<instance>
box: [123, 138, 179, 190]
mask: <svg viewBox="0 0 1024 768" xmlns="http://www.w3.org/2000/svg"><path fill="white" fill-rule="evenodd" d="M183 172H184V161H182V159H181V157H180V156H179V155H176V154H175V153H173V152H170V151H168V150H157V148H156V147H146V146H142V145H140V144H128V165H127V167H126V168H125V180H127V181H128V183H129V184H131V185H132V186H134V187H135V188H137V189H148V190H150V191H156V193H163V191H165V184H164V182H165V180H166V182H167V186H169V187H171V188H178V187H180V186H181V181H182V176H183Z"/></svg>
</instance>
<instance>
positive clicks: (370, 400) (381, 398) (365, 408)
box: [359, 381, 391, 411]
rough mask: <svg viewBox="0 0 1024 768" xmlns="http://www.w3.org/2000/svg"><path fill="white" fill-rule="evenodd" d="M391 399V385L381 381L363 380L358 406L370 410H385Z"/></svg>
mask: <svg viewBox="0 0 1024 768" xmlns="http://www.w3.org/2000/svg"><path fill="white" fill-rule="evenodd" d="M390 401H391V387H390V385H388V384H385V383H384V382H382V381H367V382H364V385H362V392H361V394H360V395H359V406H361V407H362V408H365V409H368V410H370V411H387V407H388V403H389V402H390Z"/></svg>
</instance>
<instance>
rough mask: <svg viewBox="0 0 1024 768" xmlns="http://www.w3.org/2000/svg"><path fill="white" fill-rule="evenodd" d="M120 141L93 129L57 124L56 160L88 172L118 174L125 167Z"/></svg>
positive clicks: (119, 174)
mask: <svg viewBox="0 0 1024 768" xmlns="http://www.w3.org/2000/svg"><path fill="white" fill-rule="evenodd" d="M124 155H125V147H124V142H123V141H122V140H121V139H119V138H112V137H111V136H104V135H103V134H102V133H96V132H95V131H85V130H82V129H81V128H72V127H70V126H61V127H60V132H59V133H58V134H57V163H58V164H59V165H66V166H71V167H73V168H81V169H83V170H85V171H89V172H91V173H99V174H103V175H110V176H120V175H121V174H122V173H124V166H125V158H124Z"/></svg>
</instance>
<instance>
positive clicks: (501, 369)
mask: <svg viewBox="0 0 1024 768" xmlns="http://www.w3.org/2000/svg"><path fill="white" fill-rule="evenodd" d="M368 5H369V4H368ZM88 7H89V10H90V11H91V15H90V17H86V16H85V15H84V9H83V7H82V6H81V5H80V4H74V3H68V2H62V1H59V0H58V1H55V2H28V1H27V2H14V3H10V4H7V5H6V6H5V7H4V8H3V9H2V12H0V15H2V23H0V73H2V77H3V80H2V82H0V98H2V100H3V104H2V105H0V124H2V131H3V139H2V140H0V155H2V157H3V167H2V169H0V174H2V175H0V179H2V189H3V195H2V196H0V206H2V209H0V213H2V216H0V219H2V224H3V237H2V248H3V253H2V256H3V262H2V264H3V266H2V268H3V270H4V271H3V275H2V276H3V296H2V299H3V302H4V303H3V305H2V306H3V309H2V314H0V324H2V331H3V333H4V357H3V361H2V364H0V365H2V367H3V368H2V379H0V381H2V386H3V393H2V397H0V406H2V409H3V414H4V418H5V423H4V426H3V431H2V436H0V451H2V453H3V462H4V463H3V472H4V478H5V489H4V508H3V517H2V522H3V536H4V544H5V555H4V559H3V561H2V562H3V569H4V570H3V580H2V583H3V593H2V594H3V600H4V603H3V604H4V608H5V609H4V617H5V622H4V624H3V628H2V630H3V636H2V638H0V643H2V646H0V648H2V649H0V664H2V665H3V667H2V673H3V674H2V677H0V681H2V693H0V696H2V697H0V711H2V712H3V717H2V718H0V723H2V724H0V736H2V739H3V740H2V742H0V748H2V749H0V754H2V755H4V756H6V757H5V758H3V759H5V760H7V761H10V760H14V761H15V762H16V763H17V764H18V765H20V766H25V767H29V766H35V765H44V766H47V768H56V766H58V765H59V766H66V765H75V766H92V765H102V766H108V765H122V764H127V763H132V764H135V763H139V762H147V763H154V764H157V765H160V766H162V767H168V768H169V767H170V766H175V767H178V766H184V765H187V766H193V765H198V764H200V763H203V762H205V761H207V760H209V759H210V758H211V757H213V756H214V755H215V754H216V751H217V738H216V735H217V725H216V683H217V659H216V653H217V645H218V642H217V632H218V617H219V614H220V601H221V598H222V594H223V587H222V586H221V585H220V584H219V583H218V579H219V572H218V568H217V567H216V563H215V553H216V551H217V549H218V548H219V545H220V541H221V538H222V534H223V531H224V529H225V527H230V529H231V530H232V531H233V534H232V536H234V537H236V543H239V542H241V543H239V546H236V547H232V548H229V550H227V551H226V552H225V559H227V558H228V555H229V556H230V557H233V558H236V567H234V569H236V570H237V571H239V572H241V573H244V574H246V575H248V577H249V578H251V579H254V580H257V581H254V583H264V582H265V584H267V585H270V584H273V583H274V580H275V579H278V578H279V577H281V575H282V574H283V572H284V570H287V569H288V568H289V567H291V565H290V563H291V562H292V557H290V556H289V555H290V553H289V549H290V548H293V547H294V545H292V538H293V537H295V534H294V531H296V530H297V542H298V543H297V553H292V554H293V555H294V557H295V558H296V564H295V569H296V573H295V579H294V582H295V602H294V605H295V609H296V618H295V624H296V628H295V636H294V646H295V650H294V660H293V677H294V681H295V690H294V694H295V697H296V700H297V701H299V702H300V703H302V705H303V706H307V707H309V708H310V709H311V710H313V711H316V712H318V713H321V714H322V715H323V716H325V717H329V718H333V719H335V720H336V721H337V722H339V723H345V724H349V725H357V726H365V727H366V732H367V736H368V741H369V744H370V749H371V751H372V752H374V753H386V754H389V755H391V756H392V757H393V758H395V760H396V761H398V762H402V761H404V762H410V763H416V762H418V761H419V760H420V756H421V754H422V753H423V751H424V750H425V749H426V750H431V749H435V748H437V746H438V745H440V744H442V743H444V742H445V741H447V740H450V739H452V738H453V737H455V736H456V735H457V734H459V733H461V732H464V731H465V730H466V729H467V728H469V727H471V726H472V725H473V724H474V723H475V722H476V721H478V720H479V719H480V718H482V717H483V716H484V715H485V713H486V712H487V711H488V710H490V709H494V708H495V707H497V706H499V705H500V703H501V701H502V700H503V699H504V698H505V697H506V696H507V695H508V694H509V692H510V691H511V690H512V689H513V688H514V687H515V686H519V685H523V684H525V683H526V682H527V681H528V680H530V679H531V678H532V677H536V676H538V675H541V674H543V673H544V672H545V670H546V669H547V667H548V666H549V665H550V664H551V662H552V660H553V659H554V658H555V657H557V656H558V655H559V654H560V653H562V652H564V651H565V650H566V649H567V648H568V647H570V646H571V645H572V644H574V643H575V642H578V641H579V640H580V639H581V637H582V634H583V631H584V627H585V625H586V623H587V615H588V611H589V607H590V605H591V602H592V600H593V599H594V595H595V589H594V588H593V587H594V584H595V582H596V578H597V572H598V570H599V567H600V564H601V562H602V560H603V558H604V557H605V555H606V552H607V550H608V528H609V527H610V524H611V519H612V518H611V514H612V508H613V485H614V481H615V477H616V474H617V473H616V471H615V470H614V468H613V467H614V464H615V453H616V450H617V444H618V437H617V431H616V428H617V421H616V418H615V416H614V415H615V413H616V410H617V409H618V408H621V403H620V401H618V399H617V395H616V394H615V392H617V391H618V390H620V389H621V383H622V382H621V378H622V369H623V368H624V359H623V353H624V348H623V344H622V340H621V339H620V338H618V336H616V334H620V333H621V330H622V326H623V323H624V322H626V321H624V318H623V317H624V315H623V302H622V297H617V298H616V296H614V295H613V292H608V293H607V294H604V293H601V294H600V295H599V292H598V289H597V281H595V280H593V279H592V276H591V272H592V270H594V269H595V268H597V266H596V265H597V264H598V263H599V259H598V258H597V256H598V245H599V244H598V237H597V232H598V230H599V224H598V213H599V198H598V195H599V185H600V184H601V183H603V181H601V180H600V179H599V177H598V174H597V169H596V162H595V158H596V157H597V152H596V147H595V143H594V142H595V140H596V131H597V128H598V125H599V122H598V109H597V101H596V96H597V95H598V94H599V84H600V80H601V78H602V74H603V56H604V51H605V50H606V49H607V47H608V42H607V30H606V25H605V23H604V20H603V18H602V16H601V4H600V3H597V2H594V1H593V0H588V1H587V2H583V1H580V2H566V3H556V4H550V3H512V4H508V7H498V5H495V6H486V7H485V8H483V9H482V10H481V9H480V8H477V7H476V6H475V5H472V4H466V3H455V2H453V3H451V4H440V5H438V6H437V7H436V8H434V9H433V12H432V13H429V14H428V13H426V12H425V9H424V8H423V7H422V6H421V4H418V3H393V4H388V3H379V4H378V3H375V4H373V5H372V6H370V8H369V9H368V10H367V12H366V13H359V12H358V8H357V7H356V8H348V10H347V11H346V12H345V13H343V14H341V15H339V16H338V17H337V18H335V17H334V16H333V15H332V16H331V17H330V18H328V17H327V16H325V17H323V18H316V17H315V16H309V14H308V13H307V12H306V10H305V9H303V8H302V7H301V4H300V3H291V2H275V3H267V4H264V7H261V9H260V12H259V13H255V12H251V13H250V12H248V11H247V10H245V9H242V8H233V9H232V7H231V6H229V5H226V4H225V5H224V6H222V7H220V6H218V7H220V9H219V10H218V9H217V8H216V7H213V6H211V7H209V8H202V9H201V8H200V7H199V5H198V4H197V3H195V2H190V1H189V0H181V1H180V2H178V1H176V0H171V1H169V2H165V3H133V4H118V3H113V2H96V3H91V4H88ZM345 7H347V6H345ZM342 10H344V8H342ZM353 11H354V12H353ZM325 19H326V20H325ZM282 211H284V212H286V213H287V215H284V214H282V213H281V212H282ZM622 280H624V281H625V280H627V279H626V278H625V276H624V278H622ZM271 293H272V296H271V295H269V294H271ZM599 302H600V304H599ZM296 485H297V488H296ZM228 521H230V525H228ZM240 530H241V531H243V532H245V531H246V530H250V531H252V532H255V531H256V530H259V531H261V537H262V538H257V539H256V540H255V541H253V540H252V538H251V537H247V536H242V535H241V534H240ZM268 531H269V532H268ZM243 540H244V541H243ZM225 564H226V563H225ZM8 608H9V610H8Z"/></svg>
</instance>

· · · · ·

### DIRECTIONS
Rewrite the data from its first line through the line that contains "positive clicks: (501, 369)", changing every "rough mask" to "coarse mask" and leaving everything else the same.

### TASK SOLUTION
<instance>
box: [123, 138, 179, 190]
mask: <svg viewBox="0 0 1024 768" xmlns="http://www.w3.org/2000/svg"><path fill="white" fill-rule="evenodd" d="M183 172H184V161H182V159H181V157H180V156H179V155H176V154H175V153H173V152H170V151H168V150H157V148H156V147H146V146H142V145H140V144H128V165H127V167H126V168H125V180H127V181H128V183H129V184H131V185H132V186H134V187H135V188H137V189H148V190H150V191H156V193H163V191H165V184H164V182H165V180H166V182H167V186H169V187H171V188H178V187H180V186H181V181H182V176H183Z"/></svg>
</instance>
<instance>
positive clicks: (370, 400) (381, 398) (365, 408)
box: [359, 381, 391, 411]
coarse mask: <svg viewBox="0 0 1024 768" xmlns="http://www.w3.org/2000/svg"><path fill="white" fill-rule="evenodd" d="M391 399V385L381 381L363 380L358 406L370 410H385Z"/></svg>
mask: <svg viewBox="0 0 1024 768" xmlns="http://www.w3.org/2000/svg"><path fill="white" fill-rule="evenodd" d="M390 401H391V387H390V385H388V384H385V383H384V382H382V381H367V382H364V385H362V392H361V394H360V395H359V406H361V407H362V408H365V409H368V410H370V411H387V407H388V403H389V402H390Z"/></svg>
</instance>
<instance>
coarse mask: <svg viewBox="0 0 1024 768" xmlns="http://www.w3.org/2000/svg"><path fill="white" fill-rule="evenodd" d="M120 141L93 129L57 124L56 160L88 172L118 174L125 167Z"/></svg>
positive clicks: (119, 174)
mask: <svg viewBox="0 0 1024 768" xmlns="http://www.w3.org/2000/svg"><path fill="white" fill-rule="evenodd" d="M124 155H125V147H124V142H123V141H122V140H121V139H119V138H112V137H111V136H104V135H103V134H102V133H96V132H95V131H85V130H82V129H81V128H72V127H70V126H61V127H60V132H59V133H58V134H57V163H58V164H59V165H66V166H71V167H73V168H81V169H83V170H85V171H89V172H91V173H99V174H103V175H110V176H120V175H121V174H122V173H124V166H125V158H124Z"/></svg>
</instance>
<instance>
positive clicks: (501, 369)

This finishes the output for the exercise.